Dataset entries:
— begin —
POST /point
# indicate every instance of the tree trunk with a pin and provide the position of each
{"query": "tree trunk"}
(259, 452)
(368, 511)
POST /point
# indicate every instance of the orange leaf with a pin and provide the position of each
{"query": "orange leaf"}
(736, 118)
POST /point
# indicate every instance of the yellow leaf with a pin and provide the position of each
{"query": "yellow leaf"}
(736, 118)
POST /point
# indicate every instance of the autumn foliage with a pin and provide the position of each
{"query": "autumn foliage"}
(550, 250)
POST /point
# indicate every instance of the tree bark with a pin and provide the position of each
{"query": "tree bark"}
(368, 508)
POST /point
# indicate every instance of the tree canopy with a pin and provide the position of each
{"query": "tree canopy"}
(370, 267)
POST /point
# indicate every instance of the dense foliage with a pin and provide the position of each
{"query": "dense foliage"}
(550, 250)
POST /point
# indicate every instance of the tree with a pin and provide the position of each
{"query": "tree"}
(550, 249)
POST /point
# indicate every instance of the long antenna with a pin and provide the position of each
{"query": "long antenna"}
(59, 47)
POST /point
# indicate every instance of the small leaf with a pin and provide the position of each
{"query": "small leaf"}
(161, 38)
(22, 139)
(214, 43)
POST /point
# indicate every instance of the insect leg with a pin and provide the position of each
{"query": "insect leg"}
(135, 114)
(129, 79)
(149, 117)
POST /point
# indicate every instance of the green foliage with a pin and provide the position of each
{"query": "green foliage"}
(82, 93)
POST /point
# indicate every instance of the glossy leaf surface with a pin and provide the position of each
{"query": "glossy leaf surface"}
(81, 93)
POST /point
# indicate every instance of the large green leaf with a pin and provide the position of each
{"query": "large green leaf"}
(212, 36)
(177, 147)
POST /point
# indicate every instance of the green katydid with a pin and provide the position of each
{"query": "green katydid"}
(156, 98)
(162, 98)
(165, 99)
— end —
Recast each line of the records above as a JSON list of strings, with one string per line and no blank lines.

[
  "POST /point",
  "# indicate every instance of the tree trunk with a pin and provide the position of each",
  "{\"query\": \"tree trunk\"}",
  "(259, 452)",
  "(368, 511)",
  "POST /point",
  "# indicate every instance of the orange leaf with a pin and provide the position of each",
  "{\"query\": \"orange leaf\"}",
  "(736, 118)",
  "POST /point",
  "# indicate every instance of the yellow leaf with a pin and provide the position of each",
  "{\"query\": \"yellow leaf\"}",
  "(736, 118)",
  "POST /point",
  "# indicate every instance of the autumn foliage with a pin and provide the position of each",
  "{\"query\": \"autumn foliage\"}",
  "(550, 250)",
  "POST /point",
  "# indicate every instance of the tree bark with a pin and provide the position of each",
  "{\"query\": \"tree bark\"}",
  "(368, 508)",
  "POST /point",
  "# indicate every instance of the tree canopy with a pin and provide the position of each",
  "{\"query\": \"tree canopy\"}",
  "(370, 267)",
  "POST /point",
  "# indicate every instance of the dense foliage with a pin and provide the position of each",
  "{\"query\": \"dense foliage\"}",
  "(550, 250)",
  "POST /point",
  "# indicate every instance of the tree with a pin and provide the position of each",
  "{\"query\": \"tree\"}",
  "(550, 249)",
  "POST /point",
  "# indicate every instance of the long antenna with a pin and provide the position of each",
  "{\"query\": \"long antenna\"}",
  "(59, 47)",
  "POST /point",
  "# indicate every instance of the small leaf with a pin and provide the position of each",
  "{\"query\": \"small leaf\"}",
  "(161, 38)",
  "(22, 139)",
  "(214, 43)",
  "POST /point",
  "# indicate every instance of the insect leg with a pin and provide the position of each",
  "{\"query\": \"insect leg\"}",
  "(135, 114)",
  "(129, 79)",
  "(149, 117)",
  "POST /point",
  "# indicate every instance of the green foliage with a pin and provide the position of each",
  "{\"query\": \"green foliage\"}",
  "(82, 93)",
  "POST /point",
  "# indicate every instance of the glossy leaf surface with a pin and provide the position of each",
  "{\"query\": \"glossy leaf surface\"}",
  "(81, 93)",
  "POST /point",
  "# indicate every instance of the large green leaf with a pin and provide the position of each",
  "{\"query\": \"large green leaf\"}",
  "(212, 36)",
  "(177, 147)",
  "POST /point",
  "# indicate every instance of the green katydid with a pin and provide the position of each",
  "{\"query\": \"green katydid\"}",
  "(156, 98)",
  "(162, 98)",
  "(165, 99)"
]